__Problem to work on__: Reproduce the firewall matching passage word for word, starting at the words "The generated policy" and ending after the words "our proposed technique.".

__Provided passage__:
________
The generated policy typically resembles medium sized firewall rules
existing in real firewall policies [23]. These filtering
rules are used to study the effectiveness of our proposed technique.
We measure the packet matching performance by evaluating the
reduction in the number of field matches relative to balanced binary
search tree instead of using the absolute number of matches. Since
binary search trees require a constant number of matches (8 in our
policy) to lookup any field value, the relative reduction in
matching is directly proportional to the actual number of matches.
However, relative match reduction has the advantage of being
normalized, making it more suitable for observing and studying the
performance of our technique.
5.2.1 Optimization effectiveness for individual filtering fields
In this experiment, for each individual filtering field, we
evaluated the average relative match reduction when using our
technique during various tree update intervals. The traffic used in
the experiment is collected from the inbound firewall interface on a
weekday between 12:00pm and 12:59pm. The results are presented in
Figure 6.
________
__Stored data__:
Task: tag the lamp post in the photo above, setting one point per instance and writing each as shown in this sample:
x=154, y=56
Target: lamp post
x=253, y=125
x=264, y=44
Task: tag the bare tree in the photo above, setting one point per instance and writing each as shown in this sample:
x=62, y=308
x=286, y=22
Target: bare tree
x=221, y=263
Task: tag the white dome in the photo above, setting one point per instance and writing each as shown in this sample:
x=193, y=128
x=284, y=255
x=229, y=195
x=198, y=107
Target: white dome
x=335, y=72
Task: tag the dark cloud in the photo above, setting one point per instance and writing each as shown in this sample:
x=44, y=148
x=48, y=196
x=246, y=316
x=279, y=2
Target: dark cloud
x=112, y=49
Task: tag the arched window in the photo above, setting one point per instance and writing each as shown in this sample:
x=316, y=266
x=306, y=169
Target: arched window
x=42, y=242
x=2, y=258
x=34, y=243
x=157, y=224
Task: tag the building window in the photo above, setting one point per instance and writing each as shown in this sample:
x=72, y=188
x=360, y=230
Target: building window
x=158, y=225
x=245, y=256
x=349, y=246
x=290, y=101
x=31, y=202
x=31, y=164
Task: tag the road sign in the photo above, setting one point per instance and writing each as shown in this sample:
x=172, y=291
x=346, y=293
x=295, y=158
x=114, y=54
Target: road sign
________
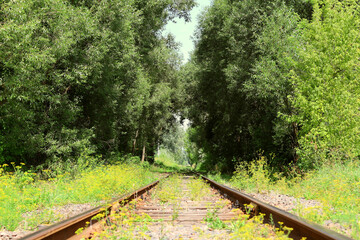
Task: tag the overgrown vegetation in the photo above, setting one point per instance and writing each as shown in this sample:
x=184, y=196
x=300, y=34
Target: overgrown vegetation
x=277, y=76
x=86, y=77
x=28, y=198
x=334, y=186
________
__Final answer__:
The generated policy typically resembles medium sized firewall rules
existing in real firewall policies [23]. These filtering
rules are used to study the effectiveness of our proposed technique.